▶ [Task description]
Render every line of the listing below as a Markdown table with the columns Row and Line, numbering the rows and skipping blank lines. Leave the pictures out of the table.

+++

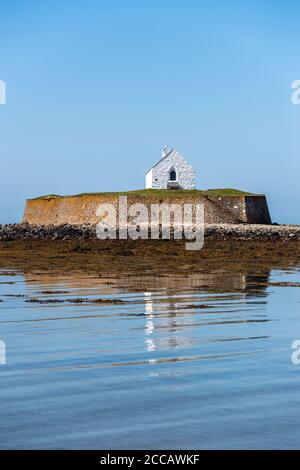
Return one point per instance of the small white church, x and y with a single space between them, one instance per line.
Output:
172 171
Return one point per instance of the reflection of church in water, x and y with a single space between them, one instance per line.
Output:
169 304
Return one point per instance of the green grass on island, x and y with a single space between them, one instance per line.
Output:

+++

▶ [Correct response]
| Row | Line |
|---|---|
| 1 | Return one point per instance of the small white church, x and y with a single space between them, one instance per line. |
| 2 | Output: |
| 3 | 172 171 |
| 4 | Return one point per instance of the reflection of church in water, x and y with a single space between them, one instance per line. |
| 5 | Output: |
| 6 | 169 304 |
| 7 | Return one point per instance of the green grass on island, x and y with a single space between them, one instance per line. |
| 8 | Output: |